What the exercise asks: Only the closing portion of the entries is to be reproduced: the line containing "Each instance receives a single keypoint. Tag the girl's hand" through the very last line, exactly as written.
** Opening Data for processing block **
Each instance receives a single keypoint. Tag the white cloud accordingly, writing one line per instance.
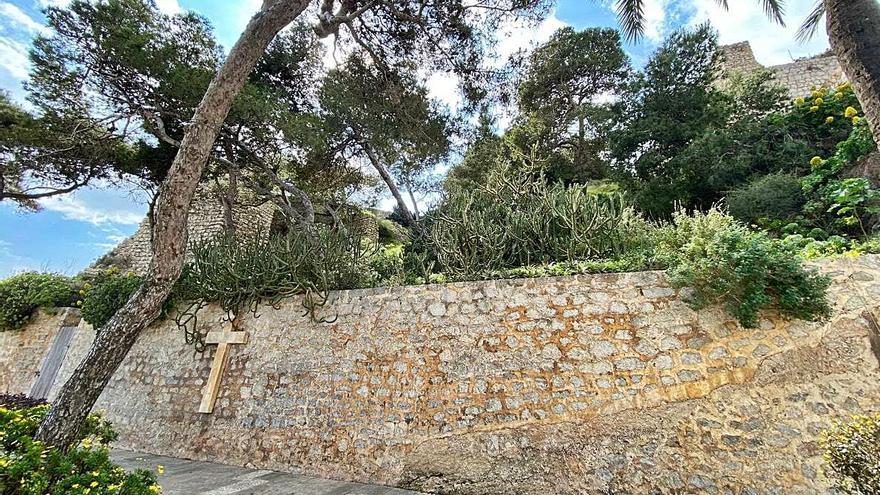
(169, 7)
(166, 6)
(19, 18)
(14, 58)
(519, 35)
(100, 204)
(655, 19)
(75, 209)
(12, 263)
(443, 86)
(745, 21)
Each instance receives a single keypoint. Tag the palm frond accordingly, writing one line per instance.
(632, 18)
(775, 10)
(811, 23)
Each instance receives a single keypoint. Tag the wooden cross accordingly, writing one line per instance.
(223, 338)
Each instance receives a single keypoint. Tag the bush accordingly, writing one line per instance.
(852, 455)
(771, 197)
(725, 262)
(21, 295)
(29, 467)
(517, 219)
(105, 294)
(240, 274)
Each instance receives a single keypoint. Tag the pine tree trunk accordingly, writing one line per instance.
(854, 32)
(79, 394)
(408, 218)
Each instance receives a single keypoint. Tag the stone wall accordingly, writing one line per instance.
(799, 76)
(22, 352)
(205, 222)
(588, 384)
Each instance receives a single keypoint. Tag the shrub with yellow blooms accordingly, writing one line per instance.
(852, 454)
(29, 467)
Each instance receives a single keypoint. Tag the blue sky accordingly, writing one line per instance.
(68, 233)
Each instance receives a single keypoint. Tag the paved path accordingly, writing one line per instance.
(184, 477)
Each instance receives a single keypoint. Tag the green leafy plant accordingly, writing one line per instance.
(725, 262)
(852, 455)
(847, 205)
(105, 294)
(22, 294)
(240, 274)
(773, 197)
(29, 467)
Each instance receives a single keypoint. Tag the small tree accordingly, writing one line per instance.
(565, 76)
(663, 109)
(386, 118)
(393, 30)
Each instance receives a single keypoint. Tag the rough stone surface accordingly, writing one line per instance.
(205, 222)
(22, 351)
(509, 397)
(799, 76)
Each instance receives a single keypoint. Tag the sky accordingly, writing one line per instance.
(70, 232)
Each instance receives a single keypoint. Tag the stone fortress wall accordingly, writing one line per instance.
(587, 384)
(799, 76)
(205, 222)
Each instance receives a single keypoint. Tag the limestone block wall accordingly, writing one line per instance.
(22, 351)
(587, 384)
(799, 76)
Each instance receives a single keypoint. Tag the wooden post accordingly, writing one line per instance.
(223, 339)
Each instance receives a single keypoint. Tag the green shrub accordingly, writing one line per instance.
(725, 262)
(240, 274)
(518, 219)
(852, 455)
(848, 206)
(29, 467)
(21, 295)
(771, 197)
(105, 294)
(391, 232)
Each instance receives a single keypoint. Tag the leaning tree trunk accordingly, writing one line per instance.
(113, 341)
(408, 218)
(854, 32)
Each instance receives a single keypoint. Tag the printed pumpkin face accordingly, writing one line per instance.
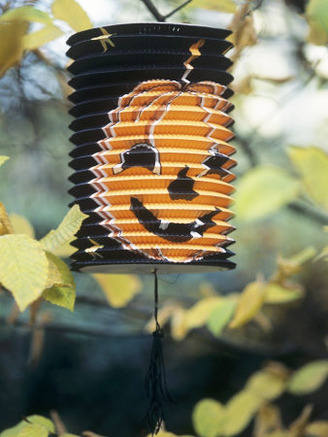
(162, 179)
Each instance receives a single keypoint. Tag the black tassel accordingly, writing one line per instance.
(156, 386)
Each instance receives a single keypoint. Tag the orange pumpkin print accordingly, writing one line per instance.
(162, 180)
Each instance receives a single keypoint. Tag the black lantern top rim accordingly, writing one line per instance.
(144, 28)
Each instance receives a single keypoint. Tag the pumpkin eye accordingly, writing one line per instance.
(140, 155)
(213, 164)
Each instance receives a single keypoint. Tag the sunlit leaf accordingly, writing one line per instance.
(65, 231)
(308, 378)
(264, 190)
(277, 294)
(221, 315)
(198, 314)
(118, 289)
(21, 225)
(60, 285)
(71, 12)
(268, 383)
(5, 223)
(35, 420)
(207, 418)
(239, 412)
(250, 302)
(23, 268)
(11, 44)
(216, 5)
(268, 419)
(3, 159)
(317, 429)
(312, 165)
(27, 13)
(317, 14)
(40, 37)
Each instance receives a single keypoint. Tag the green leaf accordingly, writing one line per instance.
(26, 13)
(11, 44)
(34, 420)
(268, 384)
(221, 315)
(207, 418)
(216, 5)
(118, 289)
(62, 290)
(71, 12)
(308, 378)
(21, 225)
(317, 14)
(239, 412)
(277, 294)
(65, 231)
(250, 302)
(23, 268)
(262, 191)
(3, 159)
(312, 165)
(40, 37)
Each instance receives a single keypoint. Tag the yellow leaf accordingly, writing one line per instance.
(33, 431)
(23, 268)
(269, 383)
(312, 165)
(199, 313)
(60, 285)
(317, 429)
(308, 378)
(26, 13)
(118, 289)
(40, 37)
(30, 420)
(250, 302)
(239, 412)
(3, 159)
(277, 294)
(5, 223)
(262, 191)
(207, 418)
(228, 6)
(71, 12)
(11, 44)
(221, 314)
(21, 225)
(268, 419)
(65, 231)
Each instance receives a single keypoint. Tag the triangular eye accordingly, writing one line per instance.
(214, 163)
(140, 155)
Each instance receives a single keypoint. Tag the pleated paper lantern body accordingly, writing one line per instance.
(152, 159)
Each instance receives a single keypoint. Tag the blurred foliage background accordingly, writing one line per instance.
(246, 350)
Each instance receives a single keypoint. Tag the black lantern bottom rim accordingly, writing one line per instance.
(143, 267)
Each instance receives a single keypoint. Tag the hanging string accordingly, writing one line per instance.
(156, 386)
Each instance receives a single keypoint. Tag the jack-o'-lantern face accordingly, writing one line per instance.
(162, 183)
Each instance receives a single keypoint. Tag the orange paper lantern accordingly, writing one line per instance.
(152, 160)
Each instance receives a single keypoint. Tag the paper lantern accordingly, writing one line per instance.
(152, 160)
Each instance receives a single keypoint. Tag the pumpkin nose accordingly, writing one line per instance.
(182, 186)
(140, 155)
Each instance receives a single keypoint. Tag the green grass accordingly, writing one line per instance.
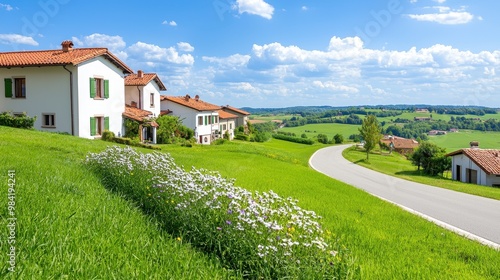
(388, 242)
(69, 226)
(397, 165)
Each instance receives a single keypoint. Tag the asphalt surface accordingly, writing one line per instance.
(475, 217)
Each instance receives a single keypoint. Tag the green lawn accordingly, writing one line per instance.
(71, 227)
(397, 165)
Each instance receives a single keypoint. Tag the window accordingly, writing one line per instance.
(49, 120)
(15, 87)
(99, 88)
(20, 87)
(98, 124)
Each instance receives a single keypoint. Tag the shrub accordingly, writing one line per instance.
(263, 235)
(22, 121)
(107, 135)
(293, 139)
(241, 136)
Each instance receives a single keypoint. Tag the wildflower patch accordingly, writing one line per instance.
(260, 234)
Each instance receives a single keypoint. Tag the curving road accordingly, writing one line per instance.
(475, 217)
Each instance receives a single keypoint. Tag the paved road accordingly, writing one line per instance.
(472, 216)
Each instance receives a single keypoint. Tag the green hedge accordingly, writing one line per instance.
(293, 139)
(23, 121)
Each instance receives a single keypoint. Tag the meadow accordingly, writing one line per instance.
(70, 225)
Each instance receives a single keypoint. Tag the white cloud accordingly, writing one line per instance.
(157, 54)
(171, 23)
(255, 7)
(6, 7)
(9, 39)
(185, 47)
(445, 15)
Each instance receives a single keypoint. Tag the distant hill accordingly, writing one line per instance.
(319, 109)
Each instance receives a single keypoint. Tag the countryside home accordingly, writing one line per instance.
(195, 114)
(399, 144)
(476, 166)
(78, 91)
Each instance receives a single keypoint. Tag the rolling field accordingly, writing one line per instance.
(70, 225)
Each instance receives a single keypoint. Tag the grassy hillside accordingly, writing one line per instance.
(70, 226)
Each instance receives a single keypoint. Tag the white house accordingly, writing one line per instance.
(79, 91)
(196, 114)
(142, 102)
(476, 166)
(242, 115)
(227, 122)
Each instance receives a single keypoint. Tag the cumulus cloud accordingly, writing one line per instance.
(9, 39)
(171, 23)
(156, 54)
(185, 47)
(348, 72)
(445, 15)
(255, 7)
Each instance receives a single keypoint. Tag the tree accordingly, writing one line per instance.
(431, 158)
(338, 138)
(370, 131)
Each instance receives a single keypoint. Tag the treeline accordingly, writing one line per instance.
(420, 129)
(350, 116)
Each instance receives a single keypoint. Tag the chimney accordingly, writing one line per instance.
(474, 145)
(67, 46)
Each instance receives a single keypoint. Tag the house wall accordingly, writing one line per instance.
(111, 107)
(466, 163)
(230, 125)
(47, 91)
(189, 118)
(132, 94)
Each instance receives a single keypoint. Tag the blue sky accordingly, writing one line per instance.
(270, 53)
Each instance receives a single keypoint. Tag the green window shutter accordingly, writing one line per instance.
(92, 88)
(92, 126)
(8, 87)
(106, 88)
(106, 123)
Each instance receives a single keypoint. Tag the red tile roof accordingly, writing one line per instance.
(193, 103)
(58, 57)
(487, 159)
(136, 113)
(239, 111)
(226, 115)
(400, 142)
(136, 80)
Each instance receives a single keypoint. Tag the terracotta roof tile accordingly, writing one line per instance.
(136, 113)
(57, 57)
(401, 143)
(487, 159)
(239, 111)
(226, 115)
(193, 103)
(136, 80)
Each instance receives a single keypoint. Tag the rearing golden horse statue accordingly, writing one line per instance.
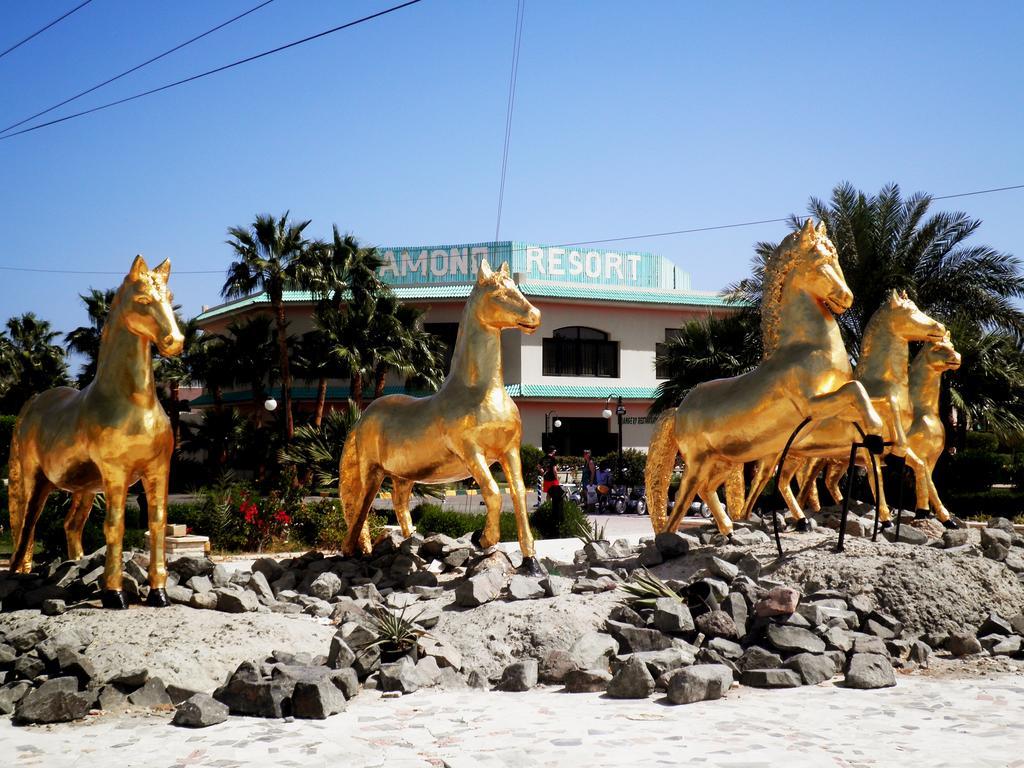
(103, 437)
(805, 372)
(455, 433)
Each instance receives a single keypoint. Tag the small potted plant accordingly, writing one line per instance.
(395, 635)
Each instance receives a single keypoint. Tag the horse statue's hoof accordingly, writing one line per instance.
(531, 566)
(114, 599)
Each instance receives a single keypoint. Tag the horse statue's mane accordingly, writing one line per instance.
(796, 247)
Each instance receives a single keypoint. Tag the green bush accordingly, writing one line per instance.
(431, 518)
(548, 526)
(322, 524)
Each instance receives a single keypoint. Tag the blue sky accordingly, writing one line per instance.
(630, 118)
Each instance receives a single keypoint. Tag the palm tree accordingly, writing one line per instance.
(886, 242)
(85, 340)
(30, 361)
(705, 349)
(272, 256)
(250, 350)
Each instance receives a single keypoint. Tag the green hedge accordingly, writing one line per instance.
(994, 502)
(431, 518)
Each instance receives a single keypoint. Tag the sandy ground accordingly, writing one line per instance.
(921, 723)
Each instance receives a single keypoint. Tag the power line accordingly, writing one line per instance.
(513, 77)
(40, 32)
(239, 62)
(137, 67)
(559, 245)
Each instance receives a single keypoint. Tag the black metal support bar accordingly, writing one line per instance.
(778, 489)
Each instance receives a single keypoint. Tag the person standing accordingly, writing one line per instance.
(588, 479)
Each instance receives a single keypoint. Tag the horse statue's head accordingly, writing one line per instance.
(903, 320)
(940, 355)
(806, 261)
(145, 307)
(499, 303)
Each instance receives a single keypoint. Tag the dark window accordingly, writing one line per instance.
(581, 351)
(446, 333)
(660, 370)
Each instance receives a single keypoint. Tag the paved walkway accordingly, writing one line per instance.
(922, 722)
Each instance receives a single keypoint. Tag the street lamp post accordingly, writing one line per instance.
(548, 424)
(620, 412)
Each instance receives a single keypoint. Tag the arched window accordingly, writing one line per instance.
(577, 350)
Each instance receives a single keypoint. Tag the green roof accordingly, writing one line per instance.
(580, 391)
(535, 289)
(561, 391)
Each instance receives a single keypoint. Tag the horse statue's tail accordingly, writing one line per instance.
(660, 461)
(15, 499)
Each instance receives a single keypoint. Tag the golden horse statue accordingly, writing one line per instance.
(927, 436)
(805, 372)
(455, 433)
(883, 371)
(103, 437)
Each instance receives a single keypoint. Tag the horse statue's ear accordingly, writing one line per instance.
(138, 268)
(484, 272)
(163, 270)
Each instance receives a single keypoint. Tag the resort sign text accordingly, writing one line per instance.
(550, 263)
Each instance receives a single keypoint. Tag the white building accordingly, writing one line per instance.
(603, 314)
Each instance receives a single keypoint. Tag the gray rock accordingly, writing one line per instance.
(11, 693)
(201, 711)
(963, 643)
(813, 669)
(672, 615)
(316, 699)
(204, 600)
(779, 601)
(340, 654)
(650, 555)
(756, 657)
(236, 601)
(869, 671)
(994, 625)
(556, 585)
(593, 651)
(777, 678)
(326, 586)
(725, 647)
(1009, 646)
(699, 683)
(795, 639)
(637, 639)
(587, 681)
(869, 644)
(672, 545)
(479, 589)
(717, 624)
(152, 695)
(519, 676)
(525, 588)
(632, 681)
(56, 700)
(248, 693)
(346, 681)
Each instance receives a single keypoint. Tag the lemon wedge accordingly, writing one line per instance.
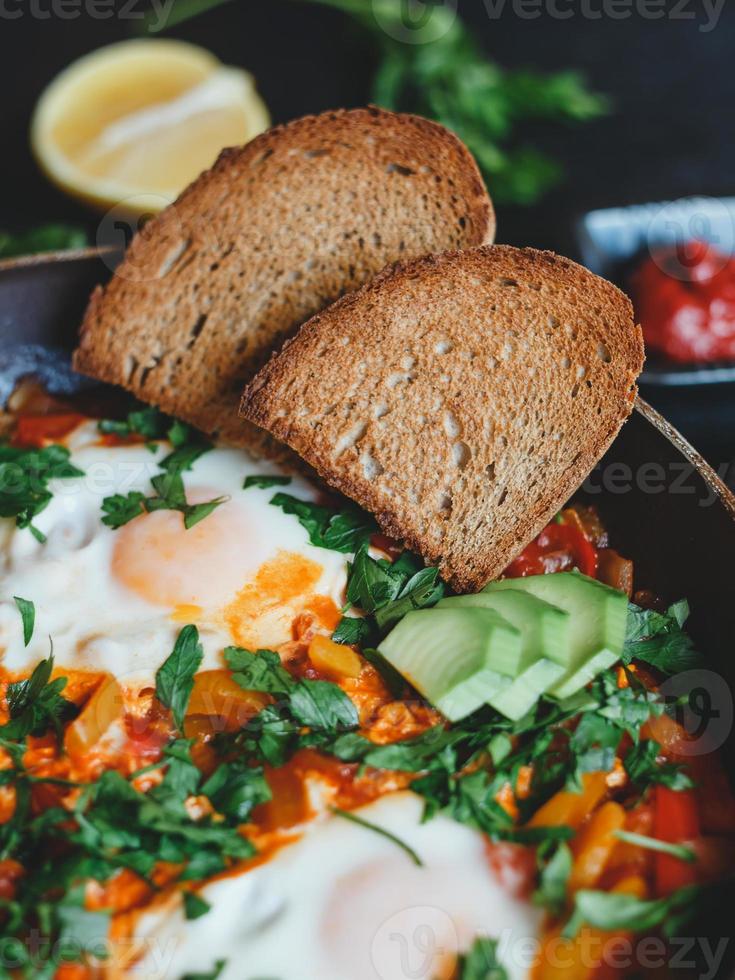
(132, 124)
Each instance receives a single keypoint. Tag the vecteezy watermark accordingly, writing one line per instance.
(679, 478)
(155, 11)
(679, 234)
(412, 942)
(421, 21)
(701, 702)
(705, 13)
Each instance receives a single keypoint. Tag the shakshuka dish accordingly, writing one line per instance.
(246, 736)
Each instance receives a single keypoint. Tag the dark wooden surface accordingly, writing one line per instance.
(669, 134)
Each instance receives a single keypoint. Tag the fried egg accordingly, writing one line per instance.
(344, 901)
(115, 599)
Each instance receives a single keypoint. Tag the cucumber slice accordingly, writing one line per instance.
(598, 622)
(519, 697)
(544, 628)
(445, 653)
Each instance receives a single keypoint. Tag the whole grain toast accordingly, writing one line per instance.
(460, 397)
(274, 232)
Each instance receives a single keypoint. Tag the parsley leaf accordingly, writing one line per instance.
(44, 238)
(235, 789)
(323, 706)
(265, 481)
(616, 910)
(552, 890)
(361, 822)
(172, 496)
(175, 677)
(195, 906)
(28, 615)
(653, 844)
(344, 531)
(658, 639)
(36, 704)
(385, 592)
(261, 671)
(145, 421)
(481, 962)
(24, 481)
(119, 509)
(644, 768)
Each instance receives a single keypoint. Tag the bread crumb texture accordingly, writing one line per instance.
(461, 398)
(273, 233)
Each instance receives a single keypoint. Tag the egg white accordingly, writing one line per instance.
(344, 902)
(95, 621)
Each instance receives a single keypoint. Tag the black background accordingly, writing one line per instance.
(670, 132)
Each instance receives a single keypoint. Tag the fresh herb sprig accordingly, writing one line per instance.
(384, 592)
(170, 494)
(36, 704)
(25, 475)
(175, 677)
(345, 530)
(659, 639)
(481, 962)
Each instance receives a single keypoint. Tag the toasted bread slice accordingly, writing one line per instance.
(461, 398)
(274, 232)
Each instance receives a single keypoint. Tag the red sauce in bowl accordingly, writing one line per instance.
(685, 300)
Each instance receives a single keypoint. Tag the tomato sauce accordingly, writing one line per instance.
(686, 306)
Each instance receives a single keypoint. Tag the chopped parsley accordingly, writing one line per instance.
(36, 704)
(175, 677)
(153, 426)
(653, 844)
(195, 906)
(617, 910)
(659, 639)
(481, 962)
(188, 445)
(555, 859)
(354, 818)
(210, 975)
(645, 768)
(119, 509)
(385, 592)
(25, 475)
(343, 531)
(276, 731)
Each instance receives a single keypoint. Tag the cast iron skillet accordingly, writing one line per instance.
(663, 505)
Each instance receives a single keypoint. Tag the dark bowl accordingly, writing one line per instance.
(612, 241)
(663, 505)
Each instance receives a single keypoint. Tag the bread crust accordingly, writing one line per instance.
(461, 398)
(274, 232)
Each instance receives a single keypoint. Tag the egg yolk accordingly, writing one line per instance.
(264, 609)
(160, 560)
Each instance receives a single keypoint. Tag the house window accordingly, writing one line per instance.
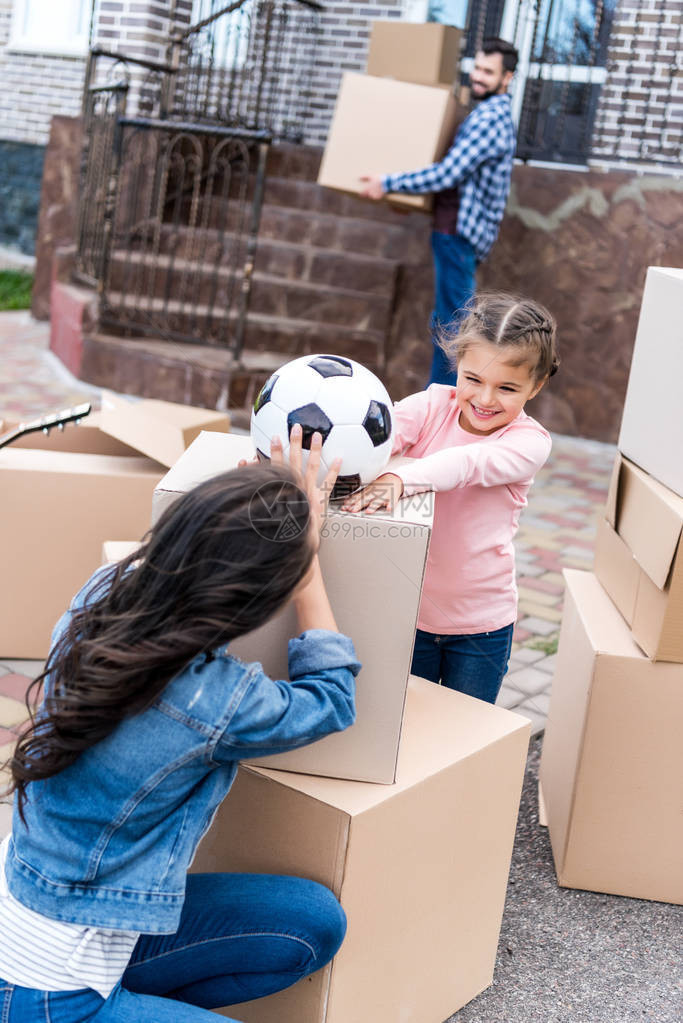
(562, 47)
(47, 27)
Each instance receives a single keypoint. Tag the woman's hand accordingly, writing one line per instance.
(383, 493)
(318, 495)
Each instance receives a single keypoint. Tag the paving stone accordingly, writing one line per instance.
(538, 626)
(529, 679)
(537, 595)
(540, 611)
(528, 655)
(509, 698)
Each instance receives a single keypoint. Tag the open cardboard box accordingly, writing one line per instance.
(639, 559)
(373, 568)
(611, 767)
(651, 433)
(426, 53)
(420, 866)
(62, 496)
(162, 430)
(381, 126)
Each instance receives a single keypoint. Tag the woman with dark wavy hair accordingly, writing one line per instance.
(144, 718)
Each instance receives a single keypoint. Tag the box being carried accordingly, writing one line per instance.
(425, 53)
(651, 433)
(611, 768)
(420, 866)
(373, 567)
(639, 559)
(381, 126)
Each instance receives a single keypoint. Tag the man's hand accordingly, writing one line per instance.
(383, 493)
(373, 187)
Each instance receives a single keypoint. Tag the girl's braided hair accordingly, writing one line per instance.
(506, 321)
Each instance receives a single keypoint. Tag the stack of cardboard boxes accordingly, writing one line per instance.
(408, 815)
(611, 770)
(402, 114)
(65, 493)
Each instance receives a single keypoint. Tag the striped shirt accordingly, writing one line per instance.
(479, 165)
(49, 955)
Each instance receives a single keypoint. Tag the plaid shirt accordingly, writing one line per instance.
(479, 165)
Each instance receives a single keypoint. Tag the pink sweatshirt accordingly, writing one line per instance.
(481, 486)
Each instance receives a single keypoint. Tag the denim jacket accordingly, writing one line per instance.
(108, 840)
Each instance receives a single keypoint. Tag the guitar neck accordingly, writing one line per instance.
(47, 423)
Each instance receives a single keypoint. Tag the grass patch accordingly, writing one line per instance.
(548, 645)
(15, 288)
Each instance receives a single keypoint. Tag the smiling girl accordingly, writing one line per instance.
(476, 448)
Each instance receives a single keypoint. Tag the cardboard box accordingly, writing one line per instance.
(373, 568)
(639, 559)
(651, 433)
(382, 127)
(162, 430)
(426, 53)
(57, 508)
(86, 438)
(420, 866)
(67, 492)
(611, 767)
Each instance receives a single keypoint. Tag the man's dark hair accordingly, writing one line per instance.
(509, 54)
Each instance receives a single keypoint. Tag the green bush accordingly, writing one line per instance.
(15, 287)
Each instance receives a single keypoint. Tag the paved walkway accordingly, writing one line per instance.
(556, 530)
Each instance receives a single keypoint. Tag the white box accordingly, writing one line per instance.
(420, 866)
(651, 434)
(373, 568)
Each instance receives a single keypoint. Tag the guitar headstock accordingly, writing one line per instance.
(47, 423)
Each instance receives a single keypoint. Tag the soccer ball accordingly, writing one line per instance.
(339, 399)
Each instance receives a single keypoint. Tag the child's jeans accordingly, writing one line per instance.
(471, 664)
(240, 936)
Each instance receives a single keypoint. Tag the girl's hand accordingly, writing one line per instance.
(318, 495)
(383, 493)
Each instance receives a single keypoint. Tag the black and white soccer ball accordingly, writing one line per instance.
(339, 399)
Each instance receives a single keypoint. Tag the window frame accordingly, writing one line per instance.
(20, 41)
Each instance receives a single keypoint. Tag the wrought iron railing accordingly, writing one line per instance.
(174, 164)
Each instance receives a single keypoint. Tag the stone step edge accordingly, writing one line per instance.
** Closing Data for processing block **
Problem solution:
Each instance receives a single keypoint. Tag the girl's hand accordingly, writing one line per instance.
(318, 495)
(383, 493)
Each instance receives a single keypoint. Tag the black and white soccer ball accordingly, writing one line per instance.
(339, 399)
Each instance receives a single keypoint. Tag the window frame accordingly, writing one line per instance.
(20, 41)
Each instance receives a single keypoint. Tag the wrought iron railing accordingly, writing one line per instance.
(174, 164)
Each instance receives a single keypoint. Tag the stone step edge accordingly, writing one line per instance.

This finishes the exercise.